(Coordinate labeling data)
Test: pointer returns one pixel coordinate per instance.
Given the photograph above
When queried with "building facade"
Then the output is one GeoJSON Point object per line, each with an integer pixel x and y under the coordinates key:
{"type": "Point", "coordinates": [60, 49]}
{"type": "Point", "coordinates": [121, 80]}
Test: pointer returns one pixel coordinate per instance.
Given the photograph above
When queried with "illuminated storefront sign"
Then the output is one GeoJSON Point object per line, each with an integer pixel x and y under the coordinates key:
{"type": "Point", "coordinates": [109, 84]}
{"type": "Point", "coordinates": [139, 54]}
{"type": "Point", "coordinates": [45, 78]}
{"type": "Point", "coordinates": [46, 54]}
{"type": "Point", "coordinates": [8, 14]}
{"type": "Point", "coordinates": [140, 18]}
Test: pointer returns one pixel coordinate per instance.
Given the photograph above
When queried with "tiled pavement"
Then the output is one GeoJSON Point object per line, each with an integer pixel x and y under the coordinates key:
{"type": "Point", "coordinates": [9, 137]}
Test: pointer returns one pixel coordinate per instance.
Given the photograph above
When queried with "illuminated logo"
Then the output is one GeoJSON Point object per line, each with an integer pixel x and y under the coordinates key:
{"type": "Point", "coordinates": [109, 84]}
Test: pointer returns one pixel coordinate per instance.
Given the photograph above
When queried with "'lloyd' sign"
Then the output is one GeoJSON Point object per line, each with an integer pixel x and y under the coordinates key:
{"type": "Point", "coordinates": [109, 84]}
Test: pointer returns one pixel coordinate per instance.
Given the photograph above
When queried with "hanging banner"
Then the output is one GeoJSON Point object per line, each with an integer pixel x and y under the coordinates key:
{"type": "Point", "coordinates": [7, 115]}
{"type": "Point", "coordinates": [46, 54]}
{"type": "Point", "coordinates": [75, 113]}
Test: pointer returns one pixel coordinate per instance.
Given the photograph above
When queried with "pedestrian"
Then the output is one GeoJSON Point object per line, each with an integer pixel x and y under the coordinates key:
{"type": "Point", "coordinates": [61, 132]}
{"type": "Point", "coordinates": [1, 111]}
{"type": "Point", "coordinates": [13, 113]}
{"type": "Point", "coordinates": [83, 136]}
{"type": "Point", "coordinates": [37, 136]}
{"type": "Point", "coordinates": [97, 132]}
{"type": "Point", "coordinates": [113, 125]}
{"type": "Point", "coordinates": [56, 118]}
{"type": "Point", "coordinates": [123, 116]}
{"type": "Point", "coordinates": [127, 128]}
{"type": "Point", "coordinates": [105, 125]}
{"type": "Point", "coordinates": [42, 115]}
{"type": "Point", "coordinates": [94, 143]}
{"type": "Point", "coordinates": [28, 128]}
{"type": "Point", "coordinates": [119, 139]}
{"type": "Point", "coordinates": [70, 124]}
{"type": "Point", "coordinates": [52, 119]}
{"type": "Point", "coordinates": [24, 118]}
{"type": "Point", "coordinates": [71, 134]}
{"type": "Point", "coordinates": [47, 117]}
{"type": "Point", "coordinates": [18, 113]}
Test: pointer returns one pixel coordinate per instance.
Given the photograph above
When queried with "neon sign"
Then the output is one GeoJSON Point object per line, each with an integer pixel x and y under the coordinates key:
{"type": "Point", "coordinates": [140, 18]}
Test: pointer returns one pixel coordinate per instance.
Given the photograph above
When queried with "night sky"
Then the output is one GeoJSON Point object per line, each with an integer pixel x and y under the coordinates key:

- **Short task**
Identify each line in the entries above that contains the string "sign", matching case exactly, and copy those lines.

- **Written solution**
When queried with "illuminated storefront sign"
When queried with "'lloyd' sign"
When queried with "neon sign"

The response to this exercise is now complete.